Could the listing below be reproduced exactly, minus its pictures?

┄┄┄┄┄┄┄┄┄┄

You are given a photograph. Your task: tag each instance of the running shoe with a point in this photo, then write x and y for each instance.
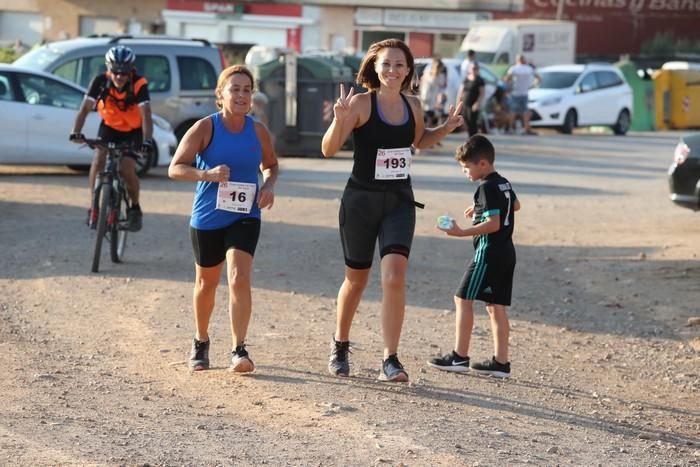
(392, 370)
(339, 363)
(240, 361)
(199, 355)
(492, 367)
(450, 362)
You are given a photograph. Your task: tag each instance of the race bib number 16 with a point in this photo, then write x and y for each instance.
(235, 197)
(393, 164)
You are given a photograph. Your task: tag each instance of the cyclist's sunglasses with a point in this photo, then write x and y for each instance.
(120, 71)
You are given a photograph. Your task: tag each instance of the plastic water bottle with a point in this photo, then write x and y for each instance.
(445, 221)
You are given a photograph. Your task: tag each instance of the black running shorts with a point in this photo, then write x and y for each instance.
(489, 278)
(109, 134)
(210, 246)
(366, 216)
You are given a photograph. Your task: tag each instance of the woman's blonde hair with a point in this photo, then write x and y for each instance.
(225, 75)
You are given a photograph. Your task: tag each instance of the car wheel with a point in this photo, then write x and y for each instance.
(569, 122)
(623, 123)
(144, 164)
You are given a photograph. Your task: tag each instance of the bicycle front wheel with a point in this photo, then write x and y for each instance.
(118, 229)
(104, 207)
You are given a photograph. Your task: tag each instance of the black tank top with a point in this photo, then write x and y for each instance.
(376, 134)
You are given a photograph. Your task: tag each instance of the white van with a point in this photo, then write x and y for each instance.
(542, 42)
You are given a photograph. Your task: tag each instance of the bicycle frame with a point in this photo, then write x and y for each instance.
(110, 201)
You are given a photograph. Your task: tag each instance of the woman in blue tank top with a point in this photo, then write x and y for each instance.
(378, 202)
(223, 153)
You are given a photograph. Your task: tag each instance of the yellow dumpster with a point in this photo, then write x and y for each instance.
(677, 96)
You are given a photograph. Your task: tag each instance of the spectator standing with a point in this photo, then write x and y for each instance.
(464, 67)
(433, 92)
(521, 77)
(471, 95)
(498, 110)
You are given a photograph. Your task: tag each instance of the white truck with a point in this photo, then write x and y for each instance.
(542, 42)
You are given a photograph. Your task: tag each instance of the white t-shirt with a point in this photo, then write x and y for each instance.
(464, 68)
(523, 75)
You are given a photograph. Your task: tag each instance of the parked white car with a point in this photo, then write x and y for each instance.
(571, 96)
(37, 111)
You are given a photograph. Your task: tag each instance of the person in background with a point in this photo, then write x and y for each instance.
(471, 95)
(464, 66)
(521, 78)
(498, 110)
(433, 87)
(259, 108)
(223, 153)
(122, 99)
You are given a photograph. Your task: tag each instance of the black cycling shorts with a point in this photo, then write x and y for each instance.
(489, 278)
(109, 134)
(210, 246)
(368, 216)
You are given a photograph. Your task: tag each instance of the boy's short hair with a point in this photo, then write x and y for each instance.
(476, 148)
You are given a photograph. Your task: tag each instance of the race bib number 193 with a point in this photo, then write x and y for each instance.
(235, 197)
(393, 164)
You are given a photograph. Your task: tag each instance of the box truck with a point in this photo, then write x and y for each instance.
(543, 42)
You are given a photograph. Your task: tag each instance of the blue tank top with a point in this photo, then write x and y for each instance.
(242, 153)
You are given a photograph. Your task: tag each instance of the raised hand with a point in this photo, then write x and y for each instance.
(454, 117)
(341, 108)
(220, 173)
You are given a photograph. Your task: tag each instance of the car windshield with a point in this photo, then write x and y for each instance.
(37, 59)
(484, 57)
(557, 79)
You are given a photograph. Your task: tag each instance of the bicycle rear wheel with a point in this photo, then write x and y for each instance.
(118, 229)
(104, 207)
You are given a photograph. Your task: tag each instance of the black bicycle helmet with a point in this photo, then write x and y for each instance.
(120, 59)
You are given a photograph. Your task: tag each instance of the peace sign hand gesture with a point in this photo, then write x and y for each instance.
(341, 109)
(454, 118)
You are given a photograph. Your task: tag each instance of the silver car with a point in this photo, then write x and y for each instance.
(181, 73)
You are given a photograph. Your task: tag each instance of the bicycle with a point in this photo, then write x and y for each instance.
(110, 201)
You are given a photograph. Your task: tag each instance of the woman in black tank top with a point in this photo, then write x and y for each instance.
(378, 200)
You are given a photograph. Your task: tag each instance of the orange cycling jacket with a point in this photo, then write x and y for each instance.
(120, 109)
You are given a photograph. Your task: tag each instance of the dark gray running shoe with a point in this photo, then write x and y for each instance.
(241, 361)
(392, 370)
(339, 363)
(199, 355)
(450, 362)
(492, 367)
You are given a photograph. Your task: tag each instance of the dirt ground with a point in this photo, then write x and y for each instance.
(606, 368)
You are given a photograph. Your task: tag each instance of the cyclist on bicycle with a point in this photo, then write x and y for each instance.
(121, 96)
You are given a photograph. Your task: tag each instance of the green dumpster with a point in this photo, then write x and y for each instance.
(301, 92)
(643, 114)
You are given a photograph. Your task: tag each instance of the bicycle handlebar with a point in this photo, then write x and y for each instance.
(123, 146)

┄┄┄┄┄┄┄┄┄┄

● Reply to the exercise
You are given a photograph. Your task: tag each instance of the running shoe with a point in this photo, then write x and y for each instance.
(392, 370)
(339, 363)
(240, 361)
(199, 355)
(492, 367)
(450, 362)
You are given a photograph. Your task: tag each instance of the race bib number 16 with a point in this photo, then write x and y for each instance.
(235, 197)
(393, 164)
You are given a photograph. Your task: tag each instance of the cyclist's sunglasses with a point in this photo, then write x and y for each instance.
(120, 71)
You are given a photograph. Your task: tag each instance of the plastic water bottle with a point in this photo, then write x and y for each instance.
(445, 221)
You are given a photograph. Your task: tag each instance of the black running shorts with a point in this photo, then write x and y for each instance.
(489, 278)
(109, 134)
(210, 246)
(366, 216)
You are given a photograph. Your task: tag each instance of the woman's blonde hair with a point in this photo, then write x and y for each instance.
(225, 75)
You are given a photograph. Your task: tag each instance of the car wheel with a point in this photo, then write x and y for each instance.
(569, 122)
(623, 123)
(144, 164)
You are given a photograph. Your task: tag each instance of the bicycle front wheel with a point in this photo, then write x and y for each instance.
(118, 229)
(104, 207)
You are given a photograph. Your task: tag each instance of the black tank top with a point in this photo, then write x and y for each instance.
(376, 134)
You are given a photograph. Your task: tag each instance of the white van with a point in this photo, then write x and y for each instance.
(542, 42)
You are given a photograph. Your task: tag each instance of the bicycle frame with a point in this photo, then write x and y for each instance.
(110, 201)
You are given a photograph. Your task: tag each instance of the woman in blue tank top with a point in this photo, then write x and y for each instance.
(378, 202)
(223, 153)
You are given a photograph. Your task: tag each instance of the yellow dumpster with a point in this photo, then write x and y for each instance.
(677, 96)
You are given a photograph. Your task: tag each instance of the spectator standing with a point in this photo, then write x and y for each instance.
(464, 67)
(433, 92)
(521, 77)
(471, 95)
(498, 110)
You are given a photograph. Your task: tag each instance of the white truck with a point in this photo, then write x and y for each instance.
(542, 42)
You are given a photograph. Your task: tag each instance of the white t-shirt with a point in this photo, then write x and y for each instance.
(464, 68)
(523, 75)
You are given a photograph. Your task: tag each instance of the parked white car with a point in this photo, then write x and y for each instance.
(571, 96)
(37, 111)
You are given a photograph. Your task: tag each instance of the person in background with a point in this photo, then write x and y for each instance.
(471, 95)
(464, 66)
(521, 78)
(498, 110)
(433, 87)
(259, 108)
(223, 153)
(122, 99)
You are given a photograph. Your task: tag each instance of the black cycling shorts with a point in this photo, then write x and y for each instance.
(489, 278)
(109, 134)
(210, 246)
(368, 216)
You are given a photograph. Your task: tag each instance of the boy's short hair with a point in this photo, then write x and y for each instance.
(476, 148)
You are given a photograph. Your task: tag each instance of the race bib number 193 with a point in this photo, then write x and y for each instance.
(235, 197)
(393, 164)
You are given a photograph. Your task: tag each instance of the box truck with a point in this photo, then write x and y for each instance.
(543, 42)
You are given a photograph. Your task: tag each instance of the blue tank top with a point in this photo, then write x and y for each instance.
(242, 153)
You are given a photograph. Your task: tag each instance of the raised hand with a point in this photo, then write x and y for each instance.
(454, 117)
(341, 108)
(220, 173)
You are given a photograph. Your task: tag each instance of the car windshield with a point in this photo, then write x and y for each instance.
(37, 59)
(484, 57)
(557, 79)
You are given a photograph. Your task: tag each instance of the bicycle rear wheel with a point in this photo, then write x and y for each instance.
(118, 229)
(104, 207)
You are given a photograph. Your task: tag each instance of the black bicycle helmet with a point in this photo, then write x and y for each instance.
(120, 59)
You are given a photograph. Your task: tag each instance of the peace sign hand gesture with a point in this photo, then write x and y for each instance.
(341, 109)
(454, 118)
You are given a photograph. Your task: tag each instance of the silver car with a point in this photo, then write x and y for each instance.
(181, 73)
You are given a photograph. Your task: tag each instance of the bicycle with a point in this photo, then write x and y for each instance.
(110, 201)
You are given a photograph. Your task: tag each instance of the woman in black tank top with a point in this photo, then write x and y for each instance.
(378, 200)
You are given a photograph. Your task: tag each instance of the orange cycling jacket with a point in this photo, then write x and y for each instance.
(120, 109)
You are given a photograph. Your task: tag each instance of the dark gray running shoe with a point in this photo, then write x and y for each instance.
(241, 361)
(392, 370)
(339, 363)
(199, 355)
(450, 362)
(492, 367)
You are given a photograph. Your task: tag each instance of the dirt ground with a point in this photo, then write x and y for each instance.
(606, 368)
You are given a photograph. Your task: tag each instance of the cyclist on bicycle with a point in this photo, then write x and y for each instance.
(121, 96)
You are given a photograph. Your task: tag each instance of the green dumpster with a point in this photo, then write x and y for each instance.
(301, 92)
(643, 114)
You are given a photograph. Your task: tag each instance of the bicycle handlebar with a point in this photo, then write x and y for each instance.
(123, 146)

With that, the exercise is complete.